Return the data exactly, with all pictures removed.
** start Recorded data **
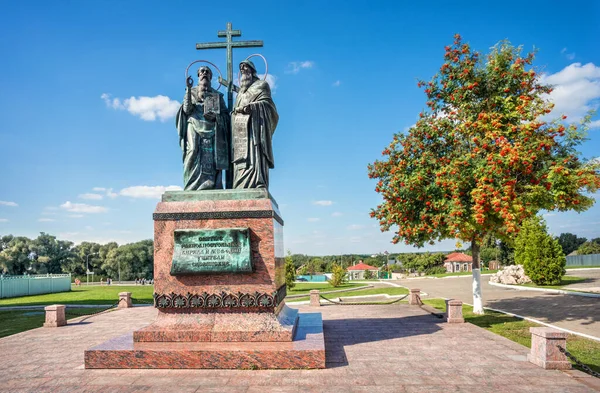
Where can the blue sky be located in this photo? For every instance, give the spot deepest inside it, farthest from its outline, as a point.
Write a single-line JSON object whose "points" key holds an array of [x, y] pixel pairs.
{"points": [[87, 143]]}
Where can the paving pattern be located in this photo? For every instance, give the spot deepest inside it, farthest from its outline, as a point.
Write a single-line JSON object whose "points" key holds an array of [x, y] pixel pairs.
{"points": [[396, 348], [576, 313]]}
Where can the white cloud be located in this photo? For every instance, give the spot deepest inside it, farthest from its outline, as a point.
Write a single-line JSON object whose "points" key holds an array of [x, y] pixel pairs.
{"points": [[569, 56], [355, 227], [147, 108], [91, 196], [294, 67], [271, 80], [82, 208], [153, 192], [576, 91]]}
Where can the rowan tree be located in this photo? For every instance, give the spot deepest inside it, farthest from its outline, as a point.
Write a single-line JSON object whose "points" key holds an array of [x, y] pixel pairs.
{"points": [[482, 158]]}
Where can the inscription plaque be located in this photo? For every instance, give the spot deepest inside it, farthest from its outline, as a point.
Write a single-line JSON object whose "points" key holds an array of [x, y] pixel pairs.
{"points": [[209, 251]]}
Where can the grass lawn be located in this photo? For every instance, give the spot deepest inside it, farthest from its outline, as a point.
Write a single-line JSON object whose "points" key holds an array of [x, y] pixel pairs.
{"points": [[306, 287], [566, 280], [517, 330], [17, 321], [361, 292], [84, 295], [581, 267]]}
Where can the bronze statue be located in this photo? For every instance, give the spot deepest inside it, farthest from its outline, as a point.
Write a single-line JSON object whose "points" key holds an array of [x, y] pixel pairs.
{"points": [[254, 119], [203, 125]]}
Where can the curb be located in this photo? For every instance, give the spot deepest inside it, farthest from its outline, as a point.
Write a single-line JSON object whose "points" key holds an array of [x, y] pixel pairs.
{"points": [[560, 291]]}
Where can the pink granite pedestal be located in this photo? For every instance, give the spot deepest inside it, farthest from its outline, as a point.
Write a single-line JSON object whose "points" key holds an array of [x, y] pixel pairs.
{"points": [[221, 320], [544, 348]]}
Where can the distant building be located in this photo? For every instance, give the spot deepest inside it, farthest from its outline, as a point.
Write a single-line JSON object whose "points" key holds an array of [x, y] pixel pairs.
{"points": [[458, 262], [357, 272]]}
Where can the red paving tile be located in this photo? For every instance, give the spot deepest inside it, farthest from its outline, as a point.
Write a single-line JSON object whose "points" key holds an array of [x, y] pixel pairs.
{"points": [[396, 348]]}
** end Recorded data **
The result –
Where can the blue sky be located in this photo? For every instance, give the spot deepest inside it, farthest from its outline, as a point.
Write a single-line JSON object whose "points" key holds an array of [x, y] pixel pairs.
{"points": [[87, 143]]}
Where can the paving pattern be located in this photo? For every instance, give the spot deepest inside it, farthest from its outline, as a point.
Write a single-line JSON object whose "points" key holds an array of [x, y] pixel pairs.
{"points": [[396, 348], [576, 313]]}
Where can the white cloud be located in this photo? For every instance, give the spot deepest inside it, farthest from its outline, as a point.
Write a single-line JSON object whose "points" key holds an array of [x, y] pixel pairs.
{"points": [[569, 56], [355, 227], [147, 108], [91, 196], [294, 67], [271, 80], [82, 208], [153, 192], [576, 91]]}
Where can the rowan tree be located in this photo? For every instance, give the spot deepest inside it, farthest from its outline, as a point.
Write a single-line JSON object whose "points" key holds an array of [x, y] pixel pairs.
{"points": [[482, 158]]}
Where can the inscription plaque be located in this photo? For every instance, give the spot deepest inside it, farthest from its outline, as a point.
Write a single-line JSON object whose "points" key holds an array of [x, y] pixel pairs.
{"points": [[209, 251]]}
Where can the grass lawn be located in this photo? For every instance, give the spot deepest inside it, farthest from its outline, as a point.
Write a single-line JSON object whose "points" key holds an array of [x, y] pixel pairs.
{"points": [[306, 287], [566, 280], [517, 330], [17, 321], [361, 292], [84, 295], [581, 267]]}
Where can the bronze statue be located in this photo? For every instance, give the spot deepest inside it, farthest from its outline, as a point.
Write a single-line JSON object whose "points" key holds an array of [x, y] pixel pairs.
{"points": [[254, 119], [203, 125]]}
Where can the curb be located in this photo? For every instance, give the spot deepest inside it, farthest from its outline, as a point.
Write a single-line JSON object whose "points" key holds an array of [x, y] pixel pairs.
{"points": [[560, 291]]}
Where can the pink granite pedestal be located in this photo? For every instance, give the spot deepest inside it, farthest from its outline, as a point.
Write a single-line JSON object whose "points" key holds an array of [x, y] pixel pairs.
{"points": [[221, 320], [544, 348]]}
Where can the distant building be located in this photo? For every instance, give the spot deepest inside it, farthest from its outline, as a point.
Write a single-line JSON object whose "points" key holds an array of [x, y] pixel pairs.
{"points": [[458, 262], [357, 272]]}
Where can the red paving tile be located in this photo? For every instance, give the spot deepest inside it, farthest from its outline, as a point.
Write a single-line JSON object whose "points" key holds an array of [x, y] pixel pairs.
{"points": [[396, 348]]}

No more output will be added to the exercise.